[REQUIREMENT]:
Please copy the material below word for word, from its first line through the line holding "[[324, 115]]", inclusive, and leave the pictures out of your copy.

━━━ SOURCE DATA

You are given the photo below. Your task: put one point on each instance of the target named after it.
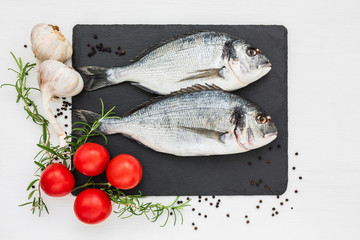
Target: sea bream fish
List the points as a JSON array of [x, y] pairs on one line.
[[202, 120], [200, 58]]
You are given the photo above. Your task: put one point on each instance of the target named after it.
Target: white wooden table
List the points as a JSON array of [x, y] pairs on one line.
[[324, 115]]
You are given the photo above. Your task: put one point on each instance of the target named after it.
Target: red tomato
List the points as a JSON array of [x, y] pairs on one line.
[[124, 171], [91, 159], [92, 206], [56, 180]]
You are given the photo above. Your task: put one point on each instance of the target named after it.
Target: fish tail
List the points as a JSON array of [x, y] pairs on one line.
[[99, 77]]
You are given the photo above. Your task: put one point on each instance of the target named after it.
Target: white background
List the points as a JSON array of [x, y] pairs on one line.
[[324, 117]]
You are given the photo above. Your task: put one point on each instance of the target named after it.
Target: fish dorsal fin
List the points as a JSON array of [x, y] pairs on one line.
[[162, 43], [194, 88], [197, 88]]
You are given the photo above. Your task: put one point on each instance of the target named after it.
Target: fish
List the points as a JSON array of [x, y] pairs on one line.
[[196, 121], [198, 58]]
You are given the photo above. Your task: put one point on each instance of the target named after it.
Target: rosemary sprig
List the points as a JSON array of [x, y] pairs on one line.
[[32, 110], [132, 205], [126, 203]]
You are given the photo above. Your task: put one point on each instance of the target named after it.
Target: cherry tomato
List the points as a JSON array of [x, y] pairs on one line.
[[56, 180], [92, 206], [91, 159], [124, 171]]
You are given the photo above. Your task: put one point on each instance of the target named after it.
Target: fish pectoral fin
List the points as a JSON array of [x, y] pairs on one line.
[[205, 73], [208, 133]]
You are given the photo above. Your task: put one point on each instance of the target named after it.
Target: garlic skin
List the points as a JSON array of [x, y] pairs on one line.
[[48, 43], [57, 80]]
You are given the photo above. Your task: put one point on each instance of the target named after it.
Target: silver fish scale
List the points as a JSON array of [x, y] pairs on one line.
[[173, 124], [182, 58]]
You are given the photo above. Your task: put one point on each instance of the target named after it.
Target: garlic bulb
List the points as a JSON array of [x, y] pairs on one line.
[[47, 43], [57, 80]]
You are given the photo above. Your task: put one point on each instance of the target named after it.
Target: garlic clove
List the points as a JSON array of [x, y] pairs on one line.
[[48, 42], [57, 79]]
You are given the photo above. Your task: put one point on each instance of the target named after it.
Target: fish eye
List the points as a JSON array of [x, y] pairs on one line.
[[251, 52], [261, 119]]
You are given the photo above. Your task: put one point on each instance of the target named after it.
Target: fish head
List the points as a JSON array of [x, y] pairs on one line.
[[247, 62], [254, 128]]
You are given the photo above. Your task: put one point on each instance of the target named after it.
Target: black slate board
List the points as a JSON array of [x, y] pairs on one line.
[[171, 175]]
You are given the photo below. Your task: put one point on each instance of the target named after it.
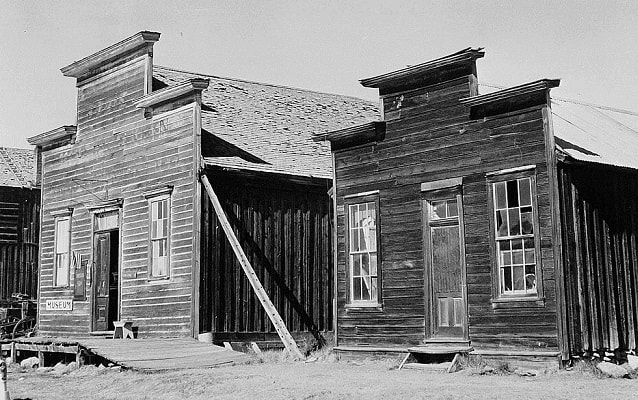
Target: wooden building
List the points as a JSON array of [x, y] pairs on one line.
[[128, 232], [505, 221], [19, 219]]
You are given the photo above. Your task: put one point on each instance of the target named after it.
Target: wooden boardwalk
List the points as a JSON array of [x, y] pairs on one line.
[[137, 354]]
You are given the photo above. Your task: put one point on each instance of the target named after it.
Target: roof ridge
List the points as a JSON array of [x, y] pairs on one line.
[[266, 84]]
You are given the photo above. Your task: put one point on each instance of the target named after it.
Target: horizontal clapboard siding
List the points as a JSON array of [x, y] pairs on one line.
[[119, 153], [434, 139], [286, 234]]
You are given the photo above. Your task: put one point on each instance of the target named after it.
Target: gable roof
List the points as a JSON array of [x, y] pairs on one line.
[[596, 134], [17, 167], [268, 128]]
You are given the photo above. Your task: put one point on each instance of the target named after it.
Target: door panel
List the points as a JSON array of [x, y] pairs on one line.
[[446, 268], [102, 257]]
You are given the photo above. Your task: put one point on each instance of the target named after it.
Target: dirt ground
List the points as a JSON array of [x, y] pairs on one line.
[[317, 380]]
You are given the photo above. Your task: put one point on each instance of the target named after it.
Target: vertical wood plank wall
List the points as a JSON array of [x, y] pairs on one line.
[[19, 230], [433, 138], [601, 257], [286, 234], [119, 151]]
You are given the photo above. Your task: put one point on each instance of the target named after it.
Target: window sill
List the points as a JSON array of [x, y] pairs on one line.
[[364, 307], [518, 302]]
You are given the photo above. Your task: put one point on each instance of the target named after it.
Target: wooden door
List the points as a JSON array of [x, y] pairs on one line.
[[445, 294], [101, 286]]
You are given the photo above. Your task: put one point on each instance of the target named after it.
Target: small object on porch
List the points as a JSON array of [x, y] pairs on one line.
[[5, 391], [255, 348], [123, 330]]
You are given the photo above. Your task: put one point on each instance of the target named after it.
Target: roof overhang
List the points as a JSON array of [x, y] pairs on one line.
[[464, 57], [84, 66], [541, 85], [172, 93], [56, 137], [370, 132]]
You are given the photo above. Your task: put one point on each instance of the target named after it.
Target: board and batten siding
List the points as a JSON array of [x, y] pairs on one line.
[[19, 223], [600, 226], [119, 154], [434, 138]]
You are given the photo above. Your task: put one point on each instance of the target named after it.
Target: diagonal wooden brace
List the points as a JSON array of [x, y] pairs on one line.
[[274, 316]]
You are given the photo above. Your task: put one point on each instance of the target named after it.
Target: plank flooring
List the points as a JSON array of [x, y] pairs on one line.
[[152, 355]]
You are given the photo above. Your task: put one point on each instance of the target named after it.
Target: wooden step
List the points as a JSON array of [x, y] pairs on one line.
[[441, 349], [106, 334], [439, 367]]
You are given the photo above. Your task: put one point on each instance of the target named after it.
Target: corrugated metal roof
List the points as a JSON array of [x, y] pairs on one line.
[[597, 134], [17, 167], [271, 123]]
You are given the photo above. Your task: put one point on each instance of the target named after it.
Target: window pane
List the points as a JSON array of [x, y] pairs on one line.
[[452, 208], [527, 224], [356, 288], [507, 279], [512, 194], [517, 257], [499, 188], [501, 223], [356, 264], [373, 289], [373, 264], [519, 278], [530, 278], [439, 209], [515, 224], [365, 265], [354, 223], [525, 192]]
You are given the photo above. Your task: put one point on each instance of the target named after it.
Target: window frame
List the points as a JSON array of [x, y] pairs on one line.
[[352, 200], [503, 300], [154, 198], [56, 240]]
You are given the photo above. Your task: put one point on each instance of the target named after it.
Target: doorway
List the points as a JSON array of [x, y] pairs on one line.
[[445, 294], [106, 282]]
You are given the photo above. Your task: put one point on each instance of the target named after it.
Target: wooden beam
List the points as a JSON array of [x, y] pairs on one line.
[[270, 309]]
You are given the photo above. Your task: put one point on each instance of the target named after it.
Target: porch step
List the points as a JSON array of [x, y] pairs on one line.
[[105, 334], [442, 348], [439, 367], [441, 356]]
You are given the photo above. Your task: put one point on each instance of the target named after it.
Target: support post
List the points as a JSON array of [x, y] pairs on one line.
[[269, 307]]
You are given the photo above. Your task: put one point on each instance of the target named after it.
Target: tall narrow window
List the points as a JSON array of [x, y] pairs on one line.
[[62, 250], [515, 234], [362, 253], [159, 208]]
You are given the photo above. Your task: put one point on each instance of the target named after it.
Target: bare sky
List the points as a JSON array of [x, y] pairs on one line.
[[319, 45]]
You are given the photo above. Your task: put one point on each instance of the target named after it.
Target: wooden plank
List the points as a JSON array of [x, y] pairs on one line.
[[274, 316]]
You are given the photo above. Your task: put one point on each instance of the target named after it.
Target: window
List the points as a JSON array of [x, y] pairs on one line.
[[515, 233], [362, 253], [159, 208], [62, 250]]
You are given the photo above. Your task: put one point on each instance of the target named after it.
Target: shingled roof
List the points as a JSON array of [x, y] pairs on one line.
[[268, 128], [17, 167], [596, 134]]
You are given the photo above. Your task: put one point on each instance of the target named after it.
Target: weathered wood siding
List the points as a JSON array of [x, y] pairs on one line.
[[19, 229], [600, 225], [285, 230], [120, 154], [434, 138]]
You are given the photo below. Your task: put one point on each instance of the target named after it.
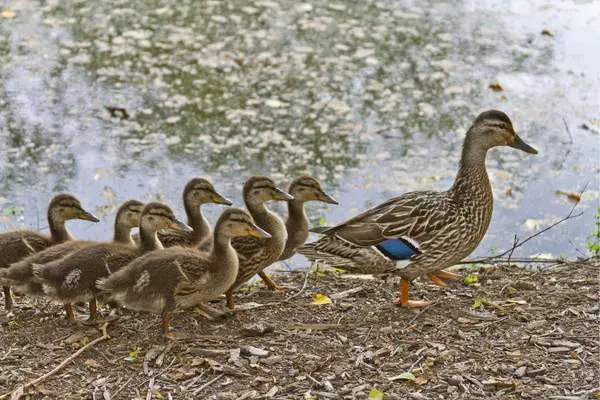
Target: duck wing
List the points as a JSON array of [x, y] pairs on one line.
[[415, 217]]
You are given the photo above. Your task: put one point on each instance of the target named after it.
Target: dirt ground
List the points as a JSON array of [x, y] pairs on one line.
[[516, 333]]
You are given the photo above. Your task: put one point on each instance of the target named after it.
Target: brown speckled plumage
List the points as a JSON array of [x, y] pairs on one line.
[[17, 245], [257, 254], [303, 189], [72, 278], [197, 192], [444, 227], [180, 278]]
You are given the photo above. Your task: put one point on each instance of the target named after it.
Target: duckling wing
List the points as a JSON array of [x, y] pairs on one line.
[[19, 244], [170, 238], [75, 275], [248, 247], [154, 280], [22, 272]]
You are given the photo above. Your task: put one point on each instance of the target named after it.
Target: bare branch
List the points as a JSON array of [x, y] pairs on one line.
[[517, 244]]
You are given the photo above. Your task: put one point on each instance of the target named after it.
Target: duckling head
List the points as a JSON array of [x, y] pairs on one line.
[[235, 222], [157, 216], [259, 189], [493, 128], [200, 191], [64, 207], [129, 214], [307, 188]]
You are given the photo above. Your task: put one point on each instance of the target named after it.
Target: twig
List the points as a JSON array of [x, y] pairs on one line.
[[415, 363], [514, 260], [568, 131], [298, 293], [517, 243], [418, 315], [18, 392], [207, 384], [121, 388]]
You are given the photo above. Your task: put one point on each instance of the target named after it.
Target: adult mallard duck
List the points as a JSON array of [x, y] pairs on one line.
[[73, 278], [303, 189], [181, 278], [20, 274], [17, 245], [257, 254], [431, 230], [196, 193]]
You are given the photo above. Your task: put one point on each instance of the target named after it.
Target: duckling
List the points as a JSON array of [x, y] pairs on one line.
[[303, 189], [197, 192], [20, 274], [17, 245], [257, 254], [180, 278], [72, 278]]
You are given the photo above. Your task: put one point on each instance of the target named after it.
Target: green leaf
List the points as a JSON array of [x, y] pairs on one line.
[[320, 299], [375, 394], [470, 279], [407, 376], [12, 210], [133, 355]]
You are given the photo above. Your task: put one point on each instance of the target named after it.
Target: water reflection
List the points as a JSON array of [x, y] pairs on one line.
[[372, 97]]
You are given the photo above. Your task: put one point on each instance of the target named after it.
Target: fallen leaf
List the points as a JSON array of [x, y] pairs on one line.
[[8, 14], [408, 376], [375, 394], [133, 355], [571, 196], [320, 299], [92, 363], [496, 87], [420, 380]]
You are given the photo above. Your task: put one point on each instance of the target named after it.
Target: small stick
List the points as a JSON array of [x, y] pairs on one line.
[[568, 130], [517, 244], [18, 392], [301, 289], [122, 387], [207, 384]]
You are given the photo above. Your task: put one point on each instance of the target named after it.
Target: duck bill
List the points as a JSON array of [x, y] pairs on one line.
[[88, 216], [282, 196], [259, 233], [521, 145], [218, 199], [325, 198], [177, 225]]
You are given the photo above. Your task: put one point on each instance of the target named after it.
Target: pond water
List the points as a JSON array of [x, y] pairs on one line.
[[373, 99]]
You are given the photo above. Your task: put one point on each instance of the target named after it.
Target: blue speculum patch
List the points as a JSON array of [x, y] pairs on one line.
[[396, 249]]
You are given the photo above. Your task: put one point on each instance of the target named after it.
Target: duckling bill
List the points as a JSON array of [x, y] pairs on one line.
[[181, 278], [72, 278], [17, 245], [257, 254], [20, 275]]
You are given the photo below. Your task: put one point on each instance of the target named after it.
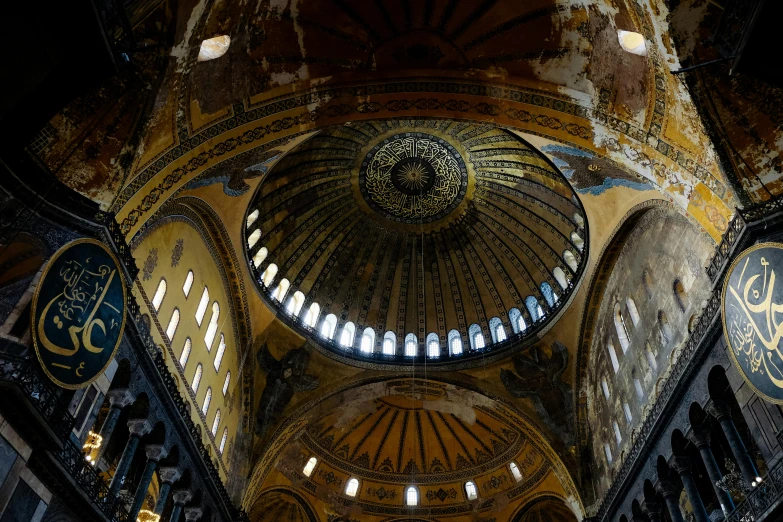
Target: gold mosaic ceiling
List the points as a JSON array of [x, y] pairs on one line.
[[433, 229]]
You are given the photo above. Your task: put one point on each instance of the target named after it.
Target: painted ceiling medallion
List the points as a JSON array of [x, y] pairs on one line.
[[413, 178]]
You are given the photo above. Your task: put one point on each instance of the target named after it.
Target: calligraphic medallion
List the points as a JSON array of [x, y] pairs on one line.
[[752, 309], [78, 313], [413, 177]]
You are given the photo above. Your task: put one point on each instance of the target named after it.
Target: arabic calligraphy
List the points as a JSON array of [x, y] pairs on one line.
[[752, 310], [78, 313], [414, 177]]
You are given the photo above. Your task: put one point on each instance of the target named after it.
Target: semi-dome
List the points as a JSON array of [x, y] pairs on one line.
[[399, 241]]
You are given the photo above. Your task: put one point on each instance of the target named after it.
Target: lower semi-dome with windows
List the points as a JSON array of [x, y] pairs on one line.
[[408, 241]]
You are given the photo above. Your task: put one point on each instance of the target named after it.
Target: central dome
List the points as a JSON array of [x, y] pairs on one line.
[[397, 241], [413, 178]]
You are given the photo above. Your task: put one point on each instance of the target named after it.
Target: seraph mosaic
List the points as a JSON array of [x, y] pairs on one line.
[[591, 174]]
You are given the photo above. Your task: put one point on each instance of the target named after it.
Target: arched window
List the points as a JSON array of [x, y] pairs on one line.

━━━━━━

[SOLUTION BELOW]:
You are given the photo below. Your task: put one point on each instance of the target named after it.
Target: sea bream fish
List the points as a JSON array of [x, y] pairs on one line.
[[202, 120], [200, 58]]
You are given the photo above. Your task: put one point on each instance of the target named after it.
Target: white wooden table
List the points as a JSON array of [x, y] pairs on one line.
[[324, 115]]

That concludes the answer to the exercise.